===== DATA SUPPLIED =====

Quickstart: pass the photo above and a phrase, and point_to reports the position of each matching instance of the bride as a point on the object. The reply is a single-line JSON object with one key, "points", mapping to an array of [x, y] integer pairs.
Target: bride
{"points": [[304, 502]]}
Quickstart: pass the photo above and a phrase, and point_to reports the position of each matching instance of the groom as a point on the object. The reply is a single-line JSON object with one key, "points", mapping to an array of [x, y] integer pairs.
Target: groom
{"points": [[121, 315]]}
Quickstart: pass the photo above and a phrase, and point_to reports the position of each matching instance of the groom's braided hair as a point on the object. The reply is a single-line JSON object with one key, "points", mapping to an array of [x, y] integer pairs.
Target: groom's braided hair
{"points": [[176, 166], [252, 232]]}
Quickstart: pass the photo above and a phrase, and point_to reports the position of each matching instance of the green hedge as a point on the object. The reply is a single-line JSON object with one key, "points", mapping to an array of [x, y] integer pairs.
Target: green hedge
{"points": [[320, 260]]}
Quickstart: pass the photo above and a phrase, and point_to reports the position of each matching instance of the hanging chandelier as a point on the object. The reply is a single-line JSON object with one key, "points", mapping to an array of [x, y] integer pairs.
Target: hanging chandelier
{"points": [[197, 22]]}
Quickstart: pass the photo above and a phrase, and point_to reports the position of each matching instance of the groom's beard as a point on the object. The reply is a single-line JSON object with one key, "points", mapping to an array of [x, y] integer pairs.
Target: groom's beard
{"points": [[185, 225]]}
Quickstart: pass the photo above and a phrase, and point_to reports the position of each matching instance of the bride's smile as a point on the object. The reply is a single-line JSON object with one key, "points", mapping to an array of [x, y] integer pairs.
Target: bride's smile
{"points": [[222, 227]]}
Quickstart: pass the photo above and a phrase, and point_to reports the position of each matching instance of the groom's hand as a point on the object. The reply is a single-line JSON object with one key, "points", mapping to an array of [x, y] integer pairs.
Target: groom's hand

=====
===== DATA SUPPLIED =====

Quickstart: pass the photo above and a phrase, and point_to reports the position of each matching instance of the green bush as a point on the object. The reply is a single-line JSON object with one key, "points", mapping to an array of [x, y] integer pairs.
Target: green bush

=====

TASK TO COMPLETE:
Rewrite the items starting at the line that contains "of the bride's" and ending at the line that contains "Target: groom's hand", with "integer pairs" replaced by "whole-number pairs" throughout and everything else unchanged. Give only those lines.

EXERCISE RESPONSE:
Quickstart: pass the photo above and a phrase, and point_to reports the position of each matching instance of the bride's smile as a point on the object. The reply is a single-line JSON object with one key, "points", mapping to an array of [x, y] whole-number pairs.
Target: bride's smile
{"points": [[222, 227]]}
Quickstart: pass the photo above and a phrase, and point_to reports the position of each matching instance of the groom's hand as a point on the object. The reply is a single-line JSON object with one key, "points", mapping to an array of [x, y] whole-number pairs.
Target: groom's hand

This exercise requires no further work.